===== INPUT
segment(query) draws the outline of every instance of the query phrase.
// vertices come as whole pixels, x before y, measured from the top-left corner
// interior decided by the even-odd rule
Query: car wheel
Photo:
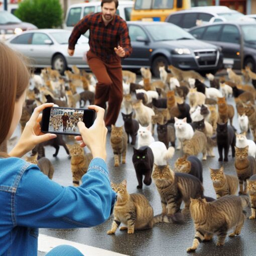
[[[61,75],[67,69],[67,62],[62,54],[55,55],[52,60],[52,68],[58,70]]]
[[[159,77],[159,67],[164,66],[165,69],[167,70],[167,66],[168,65],[168,61],[167,59],[164,56],[157,57],[153,61],[151,69],[152,70],[153,75],[157,77]]]
[[[246,66],[248,66],[252,72],[256,72],[256,70],[255,70],[255,61],[254,61],[253,59],[250,57],[246,58],[244,60],[243,66],[244,67],[245,67]]]

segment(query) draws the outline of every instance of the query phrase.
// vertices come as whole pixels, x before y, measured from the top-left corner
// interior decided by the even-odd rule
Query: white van
[[[71,5],[67,11],[63,28],[72,30],[74,26],[85,15],[101,12],[101,1],[98,1]],[[133,1],[119,1],[116,14],[125,21],[130,21],[134,5]]]

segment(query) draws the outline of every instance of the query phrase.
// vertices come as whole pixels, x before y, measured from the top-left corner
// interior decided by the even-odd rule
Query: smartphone
[[[96,111],[93,109],[46,107],[43,110],[41,131],[54,134],[80,135],[77,123],[82,121],[89,128],[95,117]]]

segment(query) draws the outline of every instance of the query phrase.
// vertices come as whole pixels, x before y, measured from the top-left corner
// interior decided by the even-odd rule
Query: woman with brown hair
[[[24,59],[0,43],[0,146],[9,139],[17,126],[30,74]],[[0,255],[37,255],[38,228],[90,227],[105,221],[115,201],[105,160],[107,129],[104,110],[90,106],[97,113],[92,126],[78,123],[81,136],[93,157],[80,187],[63,187],[42,173],[37,166],[21,157],[55,135],[43,134],[40,112],[53,103],[35,108],[17,145],[9,154],[0,154]],[[81,256],[77,249],[61,245],[48,255]]]

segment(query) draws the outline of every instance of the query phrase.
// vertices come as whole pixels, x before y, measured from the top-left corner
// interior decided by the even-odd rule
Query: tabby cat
==========
JOB: Render every line of the items above as a numbered list, skipping blank lines and leaving the pictures out.

SOLUTION FOR THIS EXERCISE:
1. segment(query) draws the outline of every instance of the query phrase.
2. // vertices come as whole pixels, x before y, measured from the top-left corner
3. // interior decided by the even-odd rule
4. Query: car wheel
5. Photo:
6. [[[61,75],[67,69],[67,62],[62,54],[55,55],[52,60],[52,68],[58,70]]]
7. [[[159,77],[159,67],[164,66],[165,69],[167,70],[167,66],[168,65],[168,61],[167,59],[164,56],[157,57],[153,61],[151,69],[152,70],[153,75],[157,77]]]
8. [[[246,66],[248,66],[252,72],[256,72],[256,70],[255,70],[255,61],[254,61],[253,59],[250,57],[246,58],[244,60],[243,66],[244,67],[245,67]]]
9. segment(query) draws the outline of every instance of the query phrase.
10. // vertices come as whole pixels, x before y, measured from the top-left corner
11. // interior decided by the even-odd rule
12. Query: white van
13. [[[71,5],[67,11],[63,28],[72,30],[74,26],[85,15],[101,12],[101,1],[98,1]],[[133,1],[119,1],[116,14],[125,21],[130,21],[134,5]]]
14. segment(query) draws the outline of every instance of the query phrase.
15. // vertices come as whole pixels, x before y, measured from the top-left corner
16. // interior decided by the even-odd rule
17. Query: smartphone
18. [[[96,111],[93,109],[46,107],[43,110],[41,131],[54,134],[80,135],[77,123],[82,121],[89,128],[95,117]]]
19. segment(query) draws the outline of every instance of the query phrase.
20. // vertices come as whole pixels, x before y, measured from the top-left corner
21. // interior decided by the even-odd rule
22. Query: woman with brown hair
23. [[[24,59],[0,43],[0,146],[9,139],[17,126],[30,74]],[[0,255],[37,255],[38,228],[90,227],[105,221],[115,201],[105,160],[107,129],[104,110],[90,106],[97,113],[92,126],[78,123],[81,136],[93,157],[80,187],[63,187],[42,173],[37,166],[21,157],[55,135],[43,134],[40,112],[53,103],[35,108],[17,145],[9,154],[0,154]],[[81,256],[77,249],[61,245],[48,255]]]
24. segment(query) draws the outline of every instance of the query phrase.
25. // vertices come as whole pixels, x before y, measured from the top-left corner
26. // interior decided by the even-odd rule
27. Query: tabby cat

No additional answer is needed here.